#### Exercise inputs
>> start

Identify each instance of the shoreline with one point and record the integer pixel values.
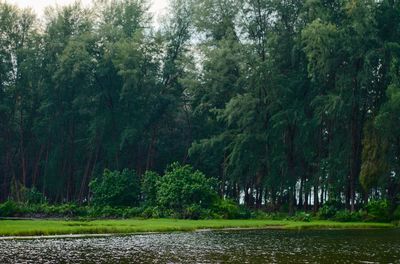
(61, 229)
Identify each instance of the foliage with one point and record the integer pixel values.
(329, 209)
(228, 209)
(115, 188)
(182, 187)
(279, 103)
(377, 210)
(347, 216)
(8, 209)
(150, 181)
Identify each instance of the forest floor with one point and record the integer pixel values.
(26, 228)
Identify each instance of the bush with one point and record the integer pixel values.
(227, 209)
(32, 196)
(149, 187)
(347, 216)
(116, 189)
(9, 209)
(153, 212)
(396, 213)
(377, 210)
(329, 209)
(182, 187)
(195, 212)
(302, 216)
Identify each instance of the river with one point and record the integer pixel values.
(246, 246)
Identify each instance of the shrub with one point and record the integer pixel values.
(32, 196)
(377, 210)
(116, 188)
(149, 188)
(153, 212)
(195, 212)
(396, 213)
(347, 216)
(329, 209)
(227, 209)
(182, 187)
(302, 216)
(9, 208)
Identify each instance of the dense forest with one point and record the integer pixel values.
(284, 104)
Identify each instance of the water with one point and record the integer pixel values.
(258, 246)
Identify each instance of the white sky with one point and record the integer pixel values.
(158, 6)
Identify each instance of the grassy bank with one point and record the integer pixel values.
(60, 227)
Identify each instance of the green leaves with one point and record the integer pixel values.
(115, 188)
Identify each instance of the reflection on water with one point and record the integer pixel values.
(259, 246)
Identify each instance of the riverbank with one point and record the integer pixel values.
(21, 228)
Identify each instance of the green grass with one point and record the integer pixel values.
(60, 227)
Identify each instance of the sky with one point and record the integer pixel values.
(158, 6)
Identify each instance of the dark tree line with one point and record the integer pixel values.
(288, 104)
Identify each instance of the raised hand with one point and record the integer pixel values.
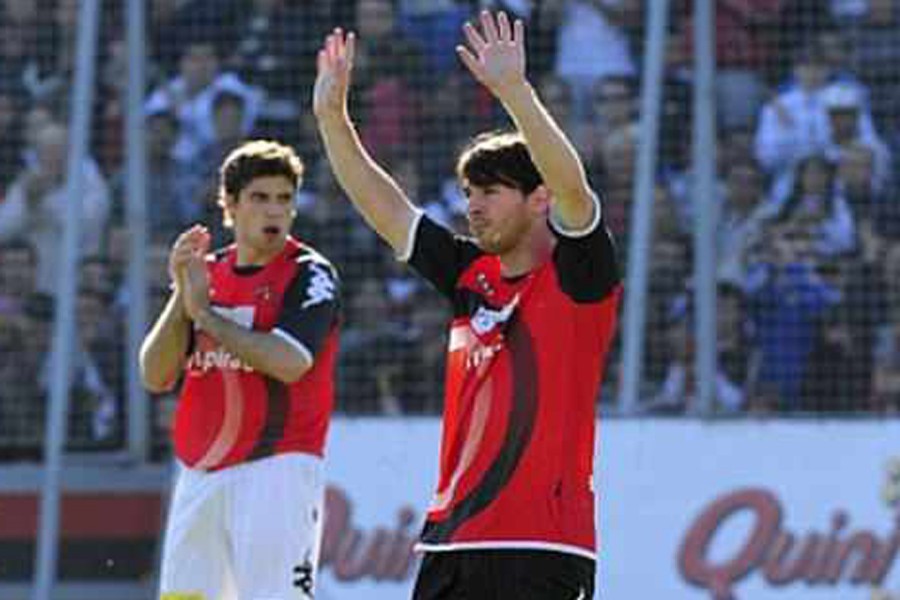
(334, 63)
(195, 282)
(496, 55)
(191, 243)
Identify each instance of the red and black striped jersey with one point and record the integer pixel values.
(524, 366)
(228, 412)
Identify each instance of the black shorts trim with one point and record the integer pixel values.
(504, 574)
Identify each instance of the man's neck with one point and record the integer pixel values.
(533, 251)
(251, 257)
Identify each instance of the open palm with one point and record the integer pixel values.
(335, 62)
(496, 56)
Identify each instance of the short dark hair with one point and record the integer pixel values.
(258, 158)
(498, 157)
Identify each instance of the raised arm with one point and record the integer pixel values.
(496, 58)
(372, 190)
(164, 349)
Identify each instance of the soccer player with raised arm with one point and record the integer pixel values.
(252, 328)
(534, 294)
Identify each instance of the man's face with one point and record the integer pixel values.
(499, 216)
(263, 213)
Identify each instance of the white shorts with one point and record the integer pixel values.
(249, 532)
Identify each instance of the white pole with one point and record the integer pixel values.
(706, 202)
(642, 215)
(136, 191)
(64, 325)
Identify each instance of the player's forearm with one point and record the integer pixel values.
(265, 352)
(374, 193)
(553, 155)
(163, 351)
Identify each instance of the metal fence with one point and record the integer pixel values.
(805, 190)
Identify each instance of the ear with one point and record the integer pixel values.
(539, 201)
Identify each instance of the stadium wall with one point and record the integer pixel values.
(798, 510)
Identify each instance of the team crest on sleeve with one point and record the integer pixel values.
(321, 286)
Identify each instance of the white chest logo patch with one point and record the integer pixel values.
(320, 288)
(486, 319)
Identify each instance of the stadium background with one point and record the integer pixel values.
(802, 177)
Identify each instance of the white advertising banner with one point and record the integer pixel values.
(800, 510)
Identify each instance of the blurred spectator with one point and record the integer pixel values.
(326, 219)
(375, 350)
(36, 205)
(742, 218)
(849, 124)
(27, 413)
(735, 359)
(96, 276)
(856, 178)
(788, 296)
(10, 138)
(613, 107)
(592, 28)
(452, 110)
(842, 367)
(743, 51)
(391, 72)
(817, 211)
(97, 373)
(191, 95)
(23, 33)
(172, 186)
(273, 44)
(425, 375)
(434, 25)
(670, 265)
(791, 126)
(18, 275)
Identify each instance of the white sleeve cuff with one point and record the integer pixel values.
(406, 254)
(562, 230)
(297, 344)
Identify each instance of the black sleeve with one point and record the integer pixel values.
(586, 264)
(311, 306)
(440, 256)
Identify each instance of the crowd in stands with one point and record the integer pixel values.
(808, 241)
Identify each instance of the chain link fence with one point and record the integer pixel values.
(808, 241)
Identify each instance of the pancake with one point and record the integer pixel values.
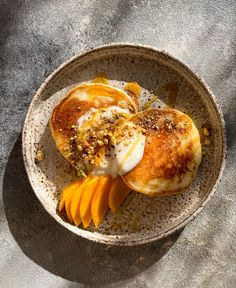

>> end

#### Required task
Write out every line of the records above word for word, but leave out the pictures.

#### Full output
Identify each instance of the shoreline with one point and record the integer pixel values.
(61, 229)
Identify each instance of the foliage with one point and record the integer pixel values.
(329, 209)
(228, 209)
(115, 188)
(182, 187)
(279, 103)
(377, 210)
(347, 216)
(8, 209)
(150, 181)
Identify each instance of the forest floor with one point and record the integer pixel values.
(26, 228)
Identify each instance of the bush with one point and record the integer pixel values.
(227, 209)
(32, 196)
(149, 187)
(347, 216)
(116, 189)
(9, 209)
(153, 212)
(396, 213)
(377, 210)
(329, 209)
(182, 187)
(195, 212)
(302, 216)
Identify each instance of the river with one point and record the integer pixel values.
(246, 246)
Identify each instance of the shrub with one point and record the integer pixel values.
(32, 196)
(377, 210)
(116, 188)
(149, 188)
(153, 212)
(195, 212)
(396, 213)
(347, 216)
(329, 209)
(227, 209)
(182, 187)
(302, 216)
(9, 208)
Identify each instance of the dense forest with one point and record the integer pixel values.
(284, 104)
Identify each instance of the water with one point and record the integer pixel values.
(258, 246)
Identify each instance of the white sky with one point and record the integer pixel values.
(158, 6)
Identify each instance of the grassy bank with one point and record the integer pixel values.
(60, 227)
Identify each instance of the green leaves with one point and record the integer pixel values.
(115, 188)
Identify each instance of the reflection on water with one point and record the integer pixel values.
(259, 246)
Identify each instance of the riverbank with one point and record the integer pixel values.
(21, 228)
Identify each instance of the green grass with one point and record the integer pixel values.
(60, 227)
Identify each instance of the sky with one point and record the integer pixel values.
(158, 6)
Identify each instance of the dark tree line with one point and record the integer pixel values.
(288, 104)
Identify each instance of the raised hand with one point and record the integer pixel values.
(334, 63)
(195, 282)
(496, 55)
(191, 243)
Identify each instance of the red and black striped jersey with one point and record the integer pixel values.
(524, 366)
(228, 412)
Identify each instance of the black shorts trim with one point and record the integer pixel values.
(504, 574)
Identify each instance of the man's neck with one point and record the integer pixel values.
(533, 251)
(251, 257)
Identify each instance of the open palm with one point and record the integer pixel values.
(335, 62)
(496, 56)
Identify each instance of the short dark hair with one point and record the integer pixel values.
(258, 158)
(498, 157)
Identify each instance of the raised arm with one point and record the integer pixel values.
(496, 58)
(372, 190)
(164, 349)
Identify each instance of the soccer player with raised arm with one point and record the integer pixel values.
(252, 328)
(534, 294)
Identify each instance of the man's face with one point and record the integer pixel values.
(499, 216)
(263, 213)
Identify each instance of the white shorts with one point and record the integer pixel values.
(249, 532)
Identify each instance of the white pole with one point and record the integer pixel values.
(706, 202)
(642, 215)
(136, 191)
(64, 325)
Identify each instance of the player's forearm with one point and record the integer pixel values.
(265, 352)
(374, 193)
(553, 155)
(163, 351)
Identify each instance of the metal fence with one point and record the integer pixel values.
(805, 190)
Identify each instance of the ear with one point and record the integer pixel values.
(539, 201)
Identify each instance of the stadium wall with one point and record the integer pixel values.
(798, 510)
Identify each instance of the team crest on sleeve with one point and record the integer pixel values.
(321, 286)
Identify each instance of the white chest logo patch with one point and record the integer pixel values.
(320, 288)
(486, 319)
Identify each instance of the stadium background with one point and record the integer pixel values.
(802, 177)
Identify each instance of the white advertising banner with one point and record the integer pixel values.
(800, 510)
Identify each instance of the blurred spectator with one point and record the integer pixel values.
(326, 219)
(375, 350)
(36, 205)
(742, 218)
(849, 124)
(27, 413)
(735, 359)
(96, 276)
(856, 178)
(788, 296)
(10, 138)
(613, 107)
(592, 28)
(452, 110)
(842, 367)
(743, 51)
(391, 72)
(817, 211)
(97, 373)
(191, 95)
(23, 33)
(172, 186)
(273, 44)
(425, 375)
(434, 25)
(670, 265)
(791, 126)
(18, 275)
Identify each instance of the white sleeve cuff with one point and record the integer pixel values.
(406, 254)
(562, 230)
(297, 344)
Identify each instance of the black sleeve with one point and record the integer pixel values.
(586, 264)
(311, 306)
(440, 256)
Identify each instance of the crowd in stands with one point and record the integer pixel values.
(808, 241)
Identify each instance of the chain link fence with one point and record the integer pixel values.
(808, 241)
Identify each instance of the pancake with one point and record the integer pixel values.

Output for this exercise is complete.